=== TEXT SECTION ===
━━━━
[mlir][sparse] move tensor expression builder into Merger utility

Rationale:
Follow-up on migrating lattice and tensor expression related methods into the new utility.
This also prepares the next step of generalizing the op kinds that are handled.

Reviewed By: gussmith23

Differential Revision: https://reviews.llvm.org/D105219

Author: aartbik

mlir/include/mlir/Dialect/SparseTensor/Utils/Merger.h

@@ -13,6 +13,7 @@
 #ifndef MLIR_DIALECT_SPARSETENSOR_UTILS_MERGER_H_
 #define MLIR_DIALECT_SPARSETENSOR_UTILS_MERGER_H_
 
+#include "mlir/Dialect/Linalg/IR/LinalgOps.h"
 #include "mlir/IR/Value.h"
 #include "llvm/ADT/BitVector.h"
 
@@ -148,11 +149,6 @@ class Merger {
   /// Returns true if any set bit corresponds to queried dim.
   bool hasAnyDimOf(const llvm::BitVector &bits, Dim d) const;
 
-  /// Builds the iteration lattices in a bottom-up traversal given the remaining
-  /// tensor (sub)expression and the next loop index in the iteration graph.
━━━━
=== DATASET ENTRIES ===
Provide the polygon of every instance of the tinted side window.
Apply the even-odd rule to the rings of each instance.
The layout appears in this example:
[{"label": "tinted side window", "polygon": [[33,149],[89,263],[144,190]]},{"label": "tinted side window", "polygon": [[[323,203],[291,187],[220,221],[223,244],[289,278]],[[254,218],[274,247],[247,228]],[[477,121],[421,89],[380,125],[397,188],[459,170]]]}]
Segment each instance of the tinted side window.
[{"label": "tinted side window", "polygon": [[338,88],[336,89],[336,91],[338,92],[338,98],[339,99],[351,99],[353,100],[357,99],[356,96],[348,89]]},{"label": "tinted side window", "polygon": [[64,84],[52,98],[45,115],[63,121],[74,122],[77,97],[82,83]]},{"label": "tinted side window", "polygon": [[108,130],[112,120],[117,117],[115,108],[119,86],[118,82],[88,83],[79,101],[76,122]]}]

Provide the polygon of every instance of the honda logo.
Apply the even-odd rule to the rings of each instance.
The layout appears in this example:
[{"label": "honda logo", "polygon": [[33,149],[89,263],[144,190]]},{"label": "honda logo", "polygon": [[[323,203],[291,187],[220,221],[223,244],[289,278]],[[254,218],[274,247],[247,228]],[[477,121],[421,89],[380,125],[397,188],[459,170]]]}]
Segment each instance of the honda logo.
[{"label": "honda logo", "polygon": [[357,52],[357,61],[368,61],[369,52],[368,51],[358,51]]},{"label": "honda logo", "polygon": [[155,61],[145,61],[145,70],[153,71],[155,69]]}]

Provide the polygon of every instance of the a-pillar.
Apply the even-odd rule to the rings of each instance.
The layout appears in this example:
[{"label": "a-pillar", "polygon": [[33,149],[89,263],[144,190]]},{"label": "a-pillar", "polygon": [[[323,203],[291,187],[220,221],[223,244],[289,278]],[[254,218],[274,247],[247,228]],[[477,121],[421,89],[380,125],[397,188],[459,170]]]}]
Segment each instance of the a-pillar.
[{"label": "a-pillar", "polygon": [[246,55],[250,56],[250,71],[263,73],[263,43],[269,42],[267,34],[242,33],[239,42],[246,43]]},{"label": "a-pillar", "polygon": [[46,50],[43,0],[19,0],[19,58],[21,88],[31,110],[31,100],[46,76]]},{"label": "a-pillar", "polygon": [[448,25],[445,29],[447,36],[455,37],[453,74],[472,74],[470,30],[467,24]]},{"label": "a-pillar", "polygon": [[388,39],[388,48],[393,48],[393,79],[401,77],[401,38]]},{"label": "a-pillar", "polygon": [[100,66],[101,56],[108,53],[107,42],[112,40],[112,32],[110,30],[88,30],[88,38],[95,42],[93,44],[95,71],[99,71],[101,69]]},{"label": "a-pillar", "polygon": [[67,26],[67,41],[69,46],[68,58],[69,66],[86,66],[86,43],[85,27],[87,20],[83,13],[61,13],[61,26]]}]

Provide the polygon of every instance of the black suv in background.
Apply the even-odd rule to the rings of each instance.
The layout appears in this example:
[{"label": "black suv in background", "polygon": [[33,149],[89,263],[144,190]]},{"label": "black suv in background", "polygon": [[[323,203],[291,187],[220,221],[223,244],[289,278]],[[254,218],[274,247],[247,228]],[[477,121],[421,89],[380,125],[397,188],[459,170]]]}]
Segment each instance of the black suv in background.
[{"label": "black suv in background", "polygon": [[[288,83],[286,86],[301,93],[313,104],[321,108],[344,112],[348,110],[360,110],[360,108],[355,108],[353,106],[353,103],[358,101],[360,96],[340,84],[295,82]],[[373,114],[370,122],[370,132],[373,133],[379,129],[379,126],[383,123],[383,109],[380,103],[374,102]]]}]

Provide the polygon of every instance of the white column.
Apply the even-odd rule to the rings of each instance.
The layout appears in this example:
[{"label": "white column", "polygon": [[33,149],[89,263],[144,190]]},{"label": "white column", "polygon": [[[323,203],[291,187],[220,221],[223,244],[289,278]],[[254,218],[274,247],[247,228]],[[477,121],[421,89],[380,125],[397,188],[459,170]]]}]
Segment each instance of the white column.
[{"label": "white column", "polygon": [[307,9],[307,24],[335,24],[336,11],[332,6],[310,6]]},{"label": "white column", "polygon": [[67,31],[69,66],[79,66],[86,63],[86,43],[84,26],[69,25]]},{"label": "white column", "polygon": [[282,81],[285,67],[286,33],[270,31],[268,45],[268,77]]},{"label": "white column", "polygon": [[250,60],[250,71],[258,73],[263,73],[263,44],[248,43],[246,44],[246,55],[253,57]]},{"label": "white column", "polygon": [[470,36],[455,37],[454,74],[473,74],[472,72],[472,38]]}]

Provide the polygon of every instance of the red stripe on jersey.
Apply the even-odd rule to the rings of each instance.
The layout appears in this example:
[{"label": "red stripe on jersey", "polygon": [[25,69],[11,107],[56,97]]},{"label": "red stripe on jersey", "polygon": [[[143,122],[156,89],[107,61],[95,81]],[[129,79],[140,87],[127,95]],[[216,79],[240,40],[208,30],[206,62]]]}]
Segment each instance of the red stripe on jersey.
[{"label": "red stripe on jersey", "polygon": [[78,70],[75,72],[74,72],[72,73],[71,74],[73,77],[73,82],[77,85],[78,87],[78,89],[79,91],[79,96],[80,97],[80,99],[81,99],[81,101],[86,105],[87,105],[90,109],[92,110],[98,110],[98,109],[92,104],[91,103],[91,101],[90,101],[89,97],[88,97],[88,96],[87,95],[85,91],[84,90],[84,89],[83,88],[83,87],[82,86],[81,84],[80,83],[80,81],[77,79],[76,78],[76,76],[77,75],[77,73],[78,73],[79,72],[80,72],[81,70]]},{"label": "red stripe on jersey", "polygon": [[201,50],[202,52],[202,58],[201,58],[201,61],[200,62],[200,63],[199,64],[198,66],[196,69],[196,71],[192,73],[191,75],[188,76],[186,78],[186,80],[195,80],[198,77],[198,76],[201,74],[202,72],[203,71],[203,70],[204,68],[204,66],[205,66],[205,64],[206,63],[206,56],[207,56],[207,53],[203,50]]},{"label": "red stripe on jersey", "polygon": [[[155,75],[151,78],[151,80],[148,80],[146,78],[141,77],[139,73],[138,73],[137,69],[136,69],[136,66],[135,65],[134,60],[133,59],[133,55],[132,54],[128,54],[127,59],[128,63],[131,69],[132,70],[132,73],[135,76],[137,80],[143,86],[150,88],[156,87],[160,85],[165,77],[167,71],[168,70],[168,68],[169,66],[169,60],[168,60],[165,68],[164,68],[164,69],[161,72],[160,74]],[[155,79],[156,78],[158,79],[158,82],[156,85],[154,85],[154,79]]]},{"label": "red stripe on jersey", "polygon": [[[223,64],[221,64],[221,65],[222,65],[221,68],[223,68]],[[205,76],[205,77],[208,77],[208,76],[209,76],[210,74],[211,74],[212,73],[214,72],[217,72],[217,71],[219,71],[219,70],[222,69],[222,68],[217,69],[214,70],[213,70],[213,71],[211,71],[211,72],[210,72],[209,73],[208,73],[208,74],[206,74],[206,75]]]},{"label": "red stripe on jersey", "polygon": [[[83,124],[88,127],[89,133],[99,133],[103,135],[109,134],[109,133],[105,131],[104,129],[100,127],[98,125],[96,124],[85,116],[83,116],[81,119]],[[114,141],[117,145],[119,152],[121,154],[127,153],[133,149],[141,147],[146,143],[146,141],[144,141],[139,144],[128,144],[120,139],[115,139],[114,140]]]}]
━━━━
=== TASK SET ===
1) In the commit text, which header file does the diff add to Merger.h as a new include?
2) Quote the commit text between "[mlir][sparse] move tensor" and "that are handled.", inclusive.
3) Translate this sentence from the commit text into Spanish: "This also prepares the next step of generalizing the op kinds that are handled."

=== ANSWERS BELOW ===
1) "mlir/Dialect/Linalg/IR/LinalgOps.h"

2)
[mlir][sparse] move tensor expression builder into Merger utility

Rationale:
Follow-up on migrating lattice and tensor expression related methods into the new utility.
This also prepares the next step of generalizing the op kinds that are handled.

3) Esto también prepara el siguiente paso de generalizar los tipos de operaciones que se manejan.